[Natural language region descriptions]
§ §
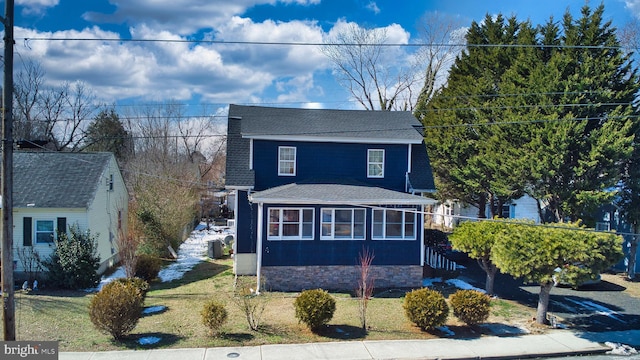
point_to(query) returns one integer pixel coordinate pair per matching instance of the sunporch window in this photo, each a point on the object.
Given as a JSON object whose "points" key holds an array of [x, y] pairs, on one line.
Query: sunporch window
{"points": [[290, 224], [394, 224], [343, 224]]}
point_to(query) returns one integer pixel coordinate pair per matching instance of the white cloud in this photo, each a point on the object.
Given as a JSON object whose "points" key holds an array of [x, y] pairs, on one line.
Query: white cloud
{"points": [[36, 7], [373, 7]]}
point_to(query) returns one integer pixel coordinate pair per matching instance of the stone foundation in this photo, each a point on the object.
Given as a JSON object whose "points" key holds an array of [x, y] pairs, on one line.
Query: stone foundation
{"points": [[297, 278]]}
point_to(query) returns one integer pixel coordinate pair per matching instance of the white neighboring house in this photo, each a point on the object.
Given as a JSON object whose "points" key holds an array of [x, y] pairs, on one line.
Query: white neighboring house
{"points": [[450, 212], [55, 190]]}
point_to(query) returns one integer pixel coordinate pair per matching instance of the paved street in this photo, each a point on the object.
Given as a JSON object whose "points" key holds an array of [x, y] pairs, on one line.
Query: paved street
{"points": [[596, 308]]}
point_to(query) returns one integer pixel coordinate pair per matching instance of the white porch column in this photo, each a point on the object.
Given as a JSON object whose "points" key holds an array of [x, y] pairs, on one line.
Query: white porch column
{"points": [[259, 247]]}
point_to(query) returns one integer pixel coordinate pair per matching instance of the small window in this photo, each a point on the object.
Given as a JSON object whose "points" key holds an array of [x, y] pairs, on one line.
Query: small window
{"points": [[44, 231], [375, 163], [342, 224], [394, 224], [603, 226], [290, 224], [286, 161]]}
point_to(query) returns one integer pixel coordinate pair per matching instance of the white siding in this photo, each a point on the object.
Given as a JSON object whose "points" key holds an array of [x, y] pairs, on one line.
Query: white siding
{"points": [[103, 213], [73, 216], [449, 213], [101, 218]]}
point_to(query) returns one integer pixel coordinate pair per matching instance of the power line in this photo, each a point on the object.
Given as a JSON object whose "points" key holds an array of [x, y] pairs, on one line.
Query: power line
{"points": [[303, 43]]}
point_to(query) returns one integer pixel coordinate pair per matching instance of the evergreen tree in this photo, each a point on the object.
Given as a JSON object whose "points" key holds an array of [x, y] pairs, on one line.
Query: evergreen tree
{"points": [[106, 133], [535, 110]]}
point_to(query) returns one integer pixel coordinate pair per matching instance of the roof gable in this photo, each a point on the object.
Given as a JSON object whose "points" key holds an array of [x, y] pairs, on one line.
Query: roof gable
{"points": [[57, 180], [327, 125]]}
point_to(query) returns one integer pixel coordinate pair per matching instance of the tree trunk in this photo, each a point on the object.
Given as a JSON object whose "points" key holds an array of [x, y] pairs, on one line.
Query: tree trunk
{"points": [[482, 207], [543, 303], [491, 270], [633, 249]]}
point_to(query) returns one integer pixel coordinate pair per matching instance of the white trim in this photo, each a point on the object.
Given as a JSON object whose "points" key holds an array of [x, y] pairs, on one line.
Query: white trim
{"points": [[300, 236], [295, 160], [370, 162], [403, 224], [288, 201], [353, 223], [421, 236], [259, 249], [35, 231], [333, 139]]}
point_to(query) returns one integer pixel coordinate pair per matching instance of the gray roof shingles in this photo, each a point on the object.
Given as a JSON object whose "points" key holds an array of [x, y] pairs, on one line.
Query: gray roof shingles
{"points": [[336, 194], [322, 123], [247, 122], [57, 180]]}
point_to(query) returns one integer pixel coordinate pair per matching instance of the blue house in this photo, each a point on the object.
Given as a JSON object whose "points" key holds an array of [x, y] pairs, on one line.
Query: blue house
{"points": [[317, 188]]}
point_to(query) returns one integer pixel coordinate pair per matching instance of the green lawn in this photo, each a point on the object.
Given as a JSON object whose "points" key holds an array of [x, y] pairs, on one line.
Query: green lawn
{"points": [[63, 316]]}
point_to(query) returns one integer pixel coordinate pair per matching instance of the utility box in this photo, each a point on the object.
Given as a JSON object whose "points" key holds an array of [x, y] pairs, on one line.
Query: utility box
{"points": [[214, 249]]}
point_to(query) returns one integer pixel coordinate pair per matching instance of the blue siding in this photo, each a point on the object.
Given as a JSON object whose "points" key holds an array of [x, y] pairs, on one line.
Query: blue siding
{"points": [[329, 161], [339, 252], [245, 224]]}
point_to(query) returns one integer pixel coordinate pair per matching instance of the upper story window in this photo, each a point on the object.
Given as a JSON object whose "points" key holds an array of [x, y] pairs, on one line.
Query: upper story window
{"points": [[44, 231], [394, 224], [375, 163], [603, 226], [286, 161], [290, 224], [342, 224]]}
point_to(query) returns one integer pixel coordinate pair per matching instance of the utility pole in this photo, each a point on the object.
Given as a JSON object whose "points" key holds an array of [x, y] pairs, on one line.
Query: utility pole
{"points": [[8, 292]]}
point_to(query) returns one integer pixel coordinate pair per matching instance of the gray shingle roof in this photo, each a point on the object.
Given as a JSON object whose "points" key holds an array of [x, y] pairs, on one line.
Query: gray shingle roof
{"points": [[247, 122], [57, 180], [336, 194], [264, 122]]}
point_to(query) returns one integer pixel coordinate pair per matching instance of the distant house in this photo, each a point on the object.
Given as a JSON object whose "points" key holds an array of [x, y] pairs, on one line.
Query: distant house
{"points": [[448, 213], [316, 188], [55, 190], [608, 218]]}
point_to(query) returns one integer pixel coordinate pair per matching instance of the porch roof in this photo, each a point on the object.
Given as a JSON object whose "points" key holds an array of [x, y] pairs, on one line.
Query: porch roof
{"points": [[336, 194]]}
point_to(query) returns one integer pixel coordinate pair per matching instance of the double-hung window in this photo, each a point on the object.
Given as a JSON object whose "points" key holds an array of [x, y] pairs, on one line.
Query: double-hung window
{"points": [[286, 161], [375, 163], [342, 224], [290, 224], [394, 224], [44, 231]]}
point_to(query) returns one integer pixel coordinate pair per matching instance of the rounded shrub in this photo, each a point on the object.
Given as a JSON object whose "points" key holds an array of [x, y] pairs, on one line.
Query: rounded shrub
{"points": [[116, 309], [470, 306], [426, 308], [139, 283], [148, 267], [314, 308], [214, 315]]}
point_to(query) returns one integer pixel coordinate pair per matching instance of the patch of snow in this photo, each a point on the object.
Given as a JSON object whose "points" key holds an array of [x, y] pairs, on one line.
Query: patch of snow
{"points": [[446, 330], [149, 340], [191, 253], [620, 349], [430, 281], [153, 309], [463, 285], [598, 309]]}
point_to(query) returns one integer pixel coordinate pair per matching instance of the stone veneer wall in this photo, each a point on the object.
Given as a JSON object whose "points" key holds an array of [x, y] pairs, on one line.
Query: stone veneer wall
{"points": [[297, 278]]}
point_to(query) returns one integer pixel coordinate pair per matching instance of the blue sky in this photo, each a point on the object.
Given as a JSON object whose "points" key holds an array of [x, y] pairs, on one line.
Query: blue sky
{"points": [[215, 75]]}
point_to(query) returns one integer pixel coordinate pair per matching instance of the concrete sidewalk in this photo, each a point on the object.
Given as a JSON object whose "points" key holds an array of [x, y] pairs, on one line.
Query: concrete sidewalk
{"points": [[553, 343]]}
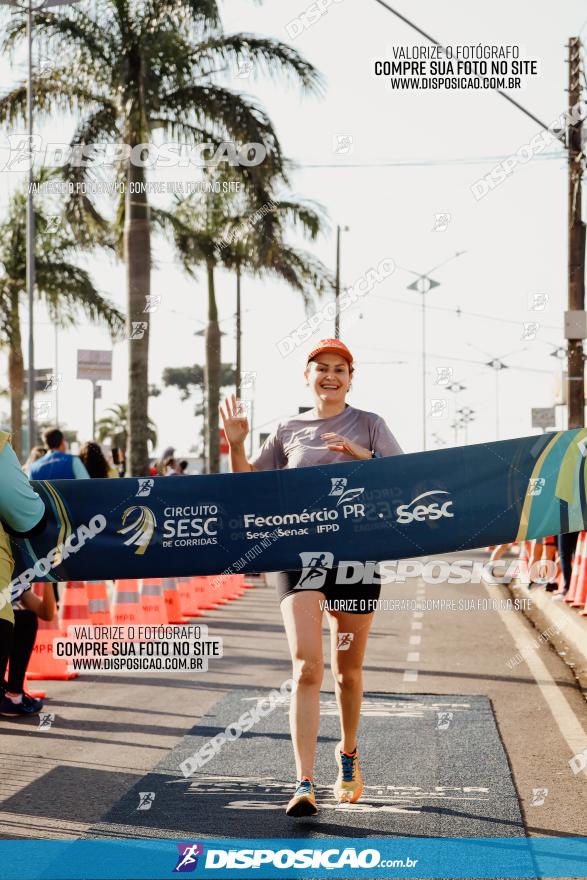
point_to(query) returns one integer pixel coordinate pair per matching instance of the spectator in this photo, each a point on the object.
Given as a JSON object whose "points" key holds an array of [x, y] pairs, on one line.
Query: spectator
{"points": [[159, 466], [27, 610], [567, 546], [169, 468], [35, 454], [95, 462], [22, 512], [57, 463]]}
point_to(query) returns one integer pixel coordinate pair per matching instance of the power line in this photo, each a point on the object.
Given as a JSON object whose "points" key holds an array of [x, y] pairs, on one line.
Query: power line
{"points": [[419, 163], [437, 43], [458, 311]]}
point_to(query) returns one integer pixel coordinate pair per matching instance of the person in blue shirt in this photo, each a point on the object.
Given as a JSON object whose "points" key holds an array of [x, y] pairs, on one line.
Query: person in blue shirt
{"points": [[57, 463], [22, 512]]}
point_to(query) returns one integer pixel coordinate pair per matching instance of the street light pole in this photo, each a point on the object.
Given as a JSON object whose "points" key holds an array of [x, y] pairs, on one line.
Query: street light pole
{"points": [[30, 210], [339, 229], [423, 284], [30, 238], [497, 365]]}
§ §
Problem requirements ▸ The images in the entries above should be left out; please reproduce exactly the lines from the first through the one containing "the stone foundation".

Exercise result ▸
point_to(query) returns one integer pixel coordinate pair per matching instance of the sunporch window in this photo, each a point on the object.
Given as a JSON object whose "points" key holds an array of [x, y] pairs, on one line.
Query: sunporch window
{"points": [[290, 224], [394, 224], [343, 224]]}
point_to(query) returns one integer pixel coordinate pair per matching instance of the white cloud in this photo, each a point on the object.
Given as a JSON object whose "points" key holds an array of [x, y] pairs, on one line.
Query: white cloud
{"points": [[36, 7], [373, 7]]}
point_to(query) returns one integer pixel coordinate pair per matching instance of the stone foundation in this photo, each a point on the object.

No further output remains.